Work order
From the data below, copy out every line in which the word "vent" occurs.

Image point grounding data
◇ ◇ ◇
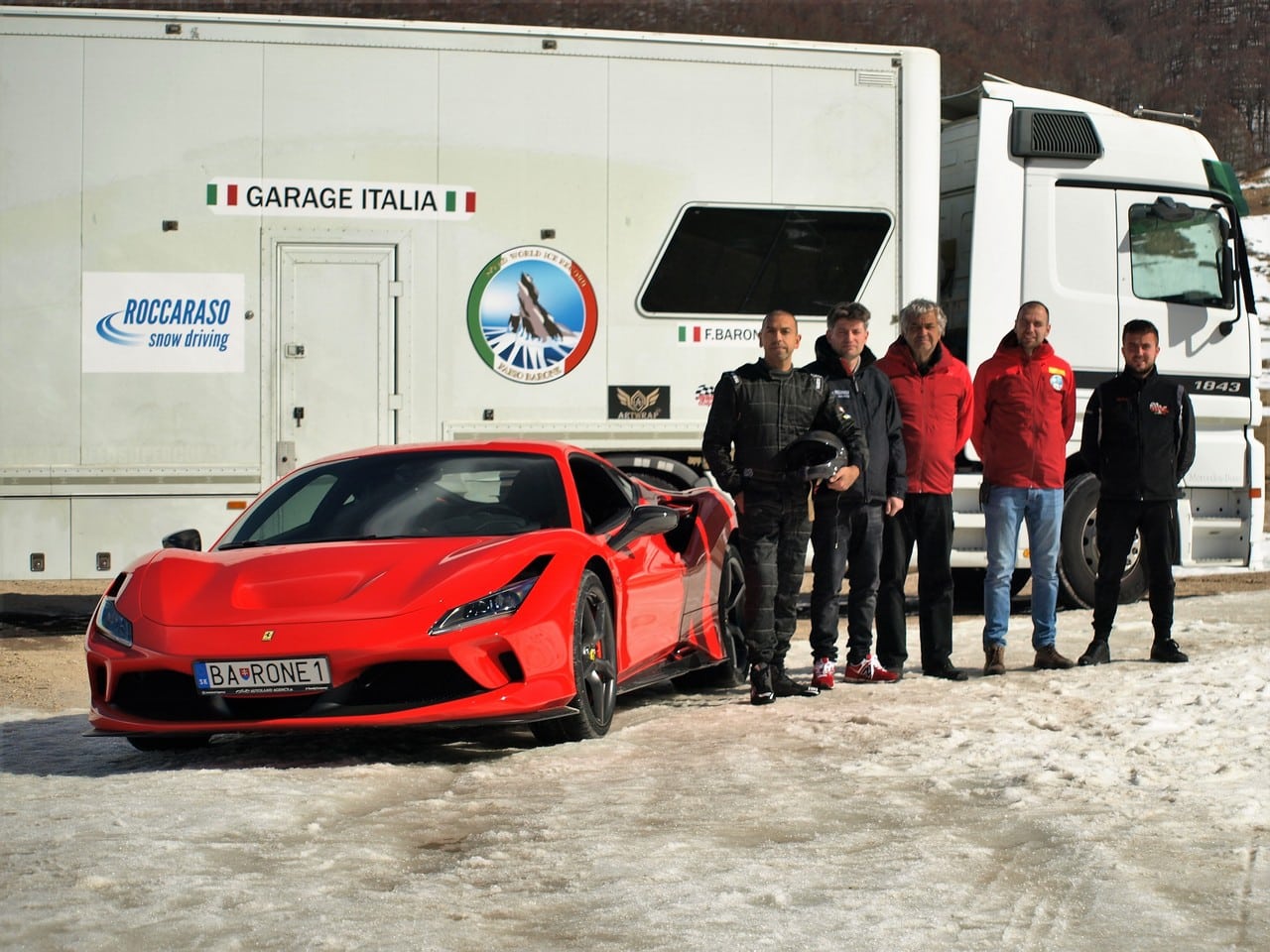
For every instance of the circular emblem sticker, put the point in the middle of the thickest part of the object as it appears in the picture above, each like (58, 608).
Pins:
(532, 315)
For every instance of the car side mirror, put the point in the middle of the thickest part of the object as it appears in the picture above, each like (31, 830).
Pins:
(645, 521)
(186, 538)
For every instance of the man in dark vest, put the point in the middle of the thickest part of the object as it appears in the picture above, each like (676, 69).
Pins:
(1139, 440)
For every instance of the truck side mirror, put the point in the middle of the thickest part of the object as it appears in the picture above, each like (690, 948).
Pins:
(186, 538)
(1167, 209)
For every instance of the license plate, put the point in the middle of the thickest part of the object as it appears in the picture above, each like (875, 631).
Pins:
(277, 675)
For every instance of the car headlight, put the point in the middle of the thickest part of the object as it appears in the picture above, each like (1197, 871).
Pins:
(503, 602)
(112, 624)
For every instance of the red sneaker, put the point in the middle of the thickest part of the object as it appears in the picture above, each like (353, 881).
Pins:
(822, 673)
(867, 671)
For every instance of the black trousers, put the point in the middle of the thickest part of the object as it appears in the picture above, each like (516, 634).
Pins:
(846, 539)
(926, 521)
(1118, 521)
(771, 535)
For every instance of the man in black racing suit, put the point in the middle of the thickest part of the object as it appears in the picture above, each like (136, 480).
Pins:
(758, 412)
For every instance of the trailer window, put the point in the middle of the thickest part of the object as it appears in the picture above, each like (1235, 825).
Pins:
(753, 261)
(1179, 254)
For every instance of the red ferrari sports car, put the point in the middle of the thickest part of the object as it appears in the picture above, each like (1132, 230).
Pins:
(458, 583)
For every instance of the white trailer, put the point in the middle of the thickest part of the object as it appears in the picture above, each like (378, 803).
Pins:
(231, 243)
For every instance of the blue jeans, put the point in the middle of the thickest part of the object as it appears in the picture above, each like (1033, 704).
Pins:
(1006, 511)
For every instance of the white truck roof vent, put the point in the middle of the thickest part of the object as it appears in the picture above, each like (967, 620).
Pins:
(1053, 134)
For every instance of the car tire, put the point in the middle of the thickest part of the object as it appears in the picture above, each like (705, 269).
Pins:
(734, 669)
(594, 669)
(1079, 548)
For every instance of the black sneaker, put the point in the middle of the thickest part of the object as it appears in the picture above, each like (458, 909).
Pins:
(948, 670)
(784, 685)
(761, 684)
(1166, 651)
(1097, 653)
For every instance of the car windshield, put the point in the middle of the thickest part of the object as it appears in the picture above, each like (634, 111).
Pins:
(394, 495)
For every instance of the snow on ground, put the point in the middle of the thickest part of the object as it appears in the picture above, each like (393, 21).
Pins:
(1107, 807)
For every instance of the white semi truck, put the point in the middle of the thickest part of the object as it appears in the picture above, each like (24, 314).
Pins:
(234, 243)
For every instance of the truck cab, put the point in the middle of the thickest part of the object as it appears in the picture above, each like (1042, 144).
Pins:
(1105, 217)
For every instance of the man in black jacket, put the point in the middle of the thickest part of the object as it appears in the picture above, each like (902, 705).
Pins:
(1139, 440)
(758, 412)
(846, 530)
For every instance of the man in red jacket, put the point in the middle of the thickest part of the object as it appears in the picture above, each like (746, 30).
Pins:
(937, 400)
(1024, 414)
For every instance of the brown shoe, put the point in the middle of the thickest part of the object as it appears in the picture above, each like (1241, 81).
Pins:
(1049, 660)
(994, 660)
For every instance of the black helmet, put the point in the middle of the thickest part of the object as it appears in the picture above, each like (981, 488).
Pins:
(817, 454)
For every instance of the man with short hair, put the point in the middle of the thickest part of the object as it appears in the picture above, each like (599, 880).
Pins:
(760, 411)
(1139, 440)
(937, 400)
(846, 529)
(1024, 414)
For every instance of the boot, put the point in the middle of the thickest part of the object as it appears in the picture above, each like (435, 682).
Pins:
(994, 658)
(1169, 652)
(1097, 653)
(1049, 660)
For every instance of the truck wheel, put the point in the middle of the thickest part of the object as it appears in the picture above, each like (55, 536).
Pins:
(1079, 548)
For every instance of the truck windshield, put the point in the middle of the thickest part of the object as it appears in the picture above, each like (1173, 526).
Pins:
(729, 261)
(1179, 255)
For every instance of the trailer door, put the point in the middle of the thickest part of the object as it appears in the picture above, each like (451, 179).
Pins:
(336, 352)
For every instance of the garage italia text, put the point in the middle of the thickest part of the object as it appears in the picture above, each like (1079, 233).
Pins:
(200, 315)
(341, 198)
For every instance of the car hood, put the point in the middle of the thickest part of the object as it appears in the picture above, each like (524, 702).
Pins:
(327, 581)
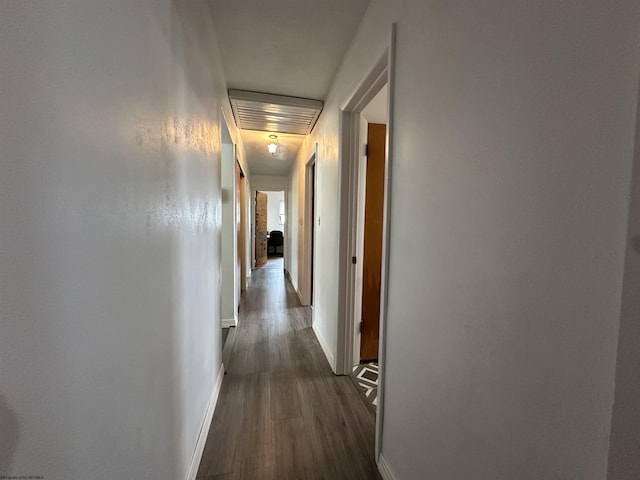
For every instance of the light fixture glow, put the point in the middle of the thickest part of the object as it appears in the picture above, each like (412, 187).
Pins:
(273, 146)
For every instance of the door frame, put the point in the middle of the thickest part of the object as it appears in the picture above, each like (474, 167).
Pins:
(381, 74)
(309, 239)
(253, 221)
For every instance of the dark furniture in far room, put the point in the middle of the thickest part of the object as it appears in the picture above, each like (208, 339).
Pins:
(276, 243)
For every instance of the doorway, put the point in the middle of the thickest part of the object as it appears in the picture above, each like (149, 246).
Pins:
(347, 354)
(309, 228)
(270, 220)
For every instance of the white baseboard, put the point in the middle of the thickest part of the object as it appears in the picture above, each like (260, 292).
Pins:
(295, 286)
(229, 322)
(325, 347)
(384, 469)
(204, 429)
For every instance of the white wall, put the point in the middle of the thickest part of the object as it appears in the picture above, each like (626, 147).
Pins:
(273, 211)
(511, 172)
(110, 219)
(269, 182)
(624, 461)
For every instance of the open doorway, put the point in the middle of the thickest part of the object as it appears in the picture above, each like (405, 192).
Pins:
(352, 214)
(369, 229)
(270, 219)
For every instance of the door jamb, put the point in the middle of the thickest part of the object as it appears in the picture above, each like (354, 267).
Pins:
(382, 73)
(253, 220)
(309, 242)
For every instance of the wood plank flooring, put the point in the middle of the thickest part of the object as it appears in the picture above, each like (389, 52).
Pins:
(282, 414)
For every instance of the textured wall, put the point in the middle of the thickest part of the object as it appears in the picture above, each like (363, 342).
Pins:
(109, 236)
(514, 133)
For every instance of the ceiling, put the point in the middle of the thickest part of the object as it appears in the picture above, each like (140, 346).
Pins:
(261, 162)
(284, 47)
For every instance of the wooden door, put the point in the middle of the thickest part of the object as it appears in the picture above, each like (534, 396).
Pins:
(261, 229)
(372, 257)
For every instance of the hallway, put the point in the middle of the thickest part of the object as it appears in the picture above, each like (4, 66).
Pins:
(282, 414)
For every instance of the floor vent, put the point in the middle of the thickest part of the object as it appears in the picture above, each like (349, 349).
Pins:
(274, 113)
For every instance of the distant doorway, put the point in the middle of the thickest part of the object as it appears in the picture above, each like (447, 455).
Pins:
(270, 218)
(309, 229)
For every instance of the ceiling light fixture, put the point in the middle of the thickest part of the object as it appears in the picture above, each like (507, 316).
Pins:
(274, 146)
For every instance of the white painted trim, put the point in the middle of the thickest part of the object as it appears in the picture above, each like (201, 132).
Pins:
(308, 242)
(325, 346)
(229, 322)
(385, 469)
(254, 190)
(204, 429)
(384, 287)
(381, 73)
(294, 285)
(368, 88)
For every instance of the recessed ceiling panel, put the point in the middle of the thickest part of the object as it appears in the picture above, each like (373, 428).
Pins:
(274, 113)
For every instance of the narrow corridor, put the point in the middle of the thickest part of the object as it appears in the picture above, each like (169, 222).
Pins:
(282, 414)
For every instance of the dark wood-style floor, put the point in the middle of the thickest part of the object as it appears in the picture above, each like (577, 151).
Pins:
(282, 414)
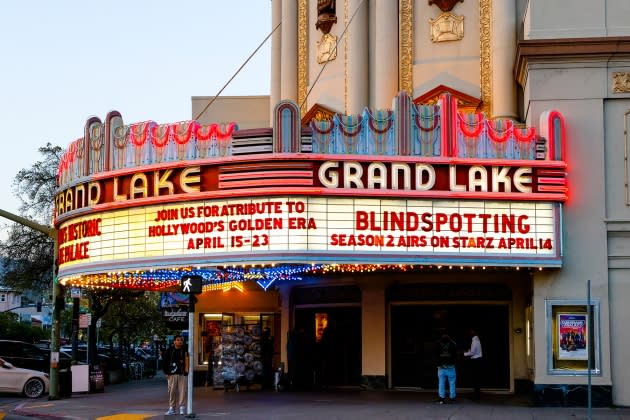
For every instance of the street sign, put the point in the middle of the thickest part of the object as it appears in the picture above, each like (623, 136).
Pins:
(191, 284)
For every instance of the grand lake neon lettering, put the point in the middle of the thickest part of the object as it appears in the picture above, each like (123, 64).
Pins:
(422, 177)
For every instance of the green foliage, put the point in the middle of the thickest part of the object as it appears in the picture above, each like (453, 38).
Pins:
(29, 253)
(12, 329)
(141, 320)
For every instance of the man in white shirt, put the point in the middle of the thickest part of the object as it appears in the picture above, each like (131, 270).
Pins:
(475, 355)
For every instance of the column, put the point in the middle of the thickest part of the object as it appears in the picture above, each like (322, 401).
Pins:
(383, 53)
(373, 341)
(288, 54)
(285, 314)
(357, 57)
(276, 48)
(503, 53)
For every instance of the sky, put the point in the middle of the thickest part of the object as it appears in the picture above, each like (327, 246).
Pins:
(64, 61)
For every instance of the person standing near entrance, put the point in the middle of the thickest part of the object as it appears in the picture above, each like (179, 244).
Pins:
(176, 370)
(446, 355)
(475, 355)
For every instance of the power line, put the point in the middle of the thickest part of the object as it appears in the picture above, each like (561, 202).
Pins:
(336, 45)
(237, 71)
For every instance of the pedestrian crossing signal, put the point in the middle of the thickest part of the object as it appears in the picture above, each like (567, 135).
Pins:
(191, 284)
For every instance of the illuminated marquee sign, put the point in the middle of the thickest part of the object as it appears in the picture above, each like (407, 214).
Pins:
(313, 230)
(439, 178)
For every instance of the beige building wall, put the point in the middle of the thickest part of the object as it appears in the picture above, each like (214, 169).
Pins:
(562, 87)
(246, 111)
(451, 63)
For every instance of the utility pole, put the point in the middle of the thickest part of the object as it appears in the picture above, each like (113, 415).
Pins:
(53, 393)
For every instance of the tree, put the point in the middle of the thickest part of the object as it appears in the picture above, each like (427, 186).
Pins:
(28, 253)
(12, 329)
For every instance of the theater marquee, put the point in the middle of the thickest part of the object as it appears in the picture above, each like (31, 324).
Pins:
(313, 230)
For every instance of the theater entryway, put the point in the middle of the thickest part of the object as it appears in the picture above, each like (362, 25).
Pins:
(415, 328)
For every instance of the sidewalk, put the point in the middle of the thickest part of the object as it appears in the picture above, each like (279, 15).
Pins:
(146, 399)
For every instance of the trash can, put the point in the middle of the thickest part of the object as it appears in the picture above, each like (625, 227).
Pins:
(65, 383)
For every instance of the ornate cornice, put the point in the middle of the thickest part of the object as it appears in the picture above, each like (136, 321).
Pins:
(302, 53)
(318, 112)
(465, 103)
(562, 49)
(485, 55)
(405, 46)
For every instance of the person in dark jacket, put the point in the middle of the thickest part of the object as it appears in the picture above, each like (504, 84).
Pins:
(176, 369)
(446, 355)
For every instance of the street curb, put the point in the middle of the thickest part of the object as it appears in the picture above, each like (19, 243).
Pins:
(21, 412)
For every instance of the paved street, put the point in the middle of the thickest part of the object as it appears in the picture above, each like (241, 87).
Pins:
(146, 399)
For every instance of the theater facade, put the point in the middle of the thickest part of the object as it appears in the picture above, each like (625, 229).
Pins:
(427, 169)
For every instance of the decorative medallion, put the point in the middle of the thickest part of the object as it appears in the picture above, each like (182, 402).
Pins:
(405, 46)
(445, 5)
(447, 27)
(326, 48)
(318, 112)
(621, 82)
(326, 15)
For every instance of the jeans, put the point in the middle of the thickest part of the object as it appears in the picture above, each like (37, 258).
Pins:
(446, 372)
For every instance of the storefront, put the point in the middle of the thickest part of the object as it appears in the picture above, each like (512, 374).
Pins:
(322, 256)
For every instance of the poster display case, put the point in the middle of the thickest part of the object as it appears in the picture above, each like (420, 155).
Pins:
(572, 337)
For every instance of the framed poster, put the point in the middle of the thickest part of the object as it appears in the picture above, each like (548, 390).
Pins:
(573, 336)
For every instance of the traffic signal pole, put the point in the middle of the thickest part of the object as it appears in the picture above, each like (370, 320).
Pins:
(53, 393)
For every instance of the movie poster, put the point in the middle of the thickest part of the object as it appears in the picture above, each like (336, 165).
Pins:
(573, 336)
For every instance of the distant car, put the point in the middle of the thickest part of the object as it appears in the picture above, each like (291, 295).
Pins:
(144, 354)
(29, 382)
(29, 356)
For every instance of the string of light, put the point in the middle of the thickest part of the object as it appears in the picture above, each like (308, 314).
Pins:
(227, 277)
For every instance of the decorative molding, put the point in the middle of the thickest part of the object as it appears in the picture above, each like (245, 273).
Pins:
◇ ◇ ◇
Result of this exercise
For every instance of the white truck roof vent, put the point in the middle of the thickest part of the object as it appears in the picture above, each like (967, 620).
For every instance of the floor vent, put the point in the middle of the thickest part of the object as it appears in the picture above, each like (349, 349).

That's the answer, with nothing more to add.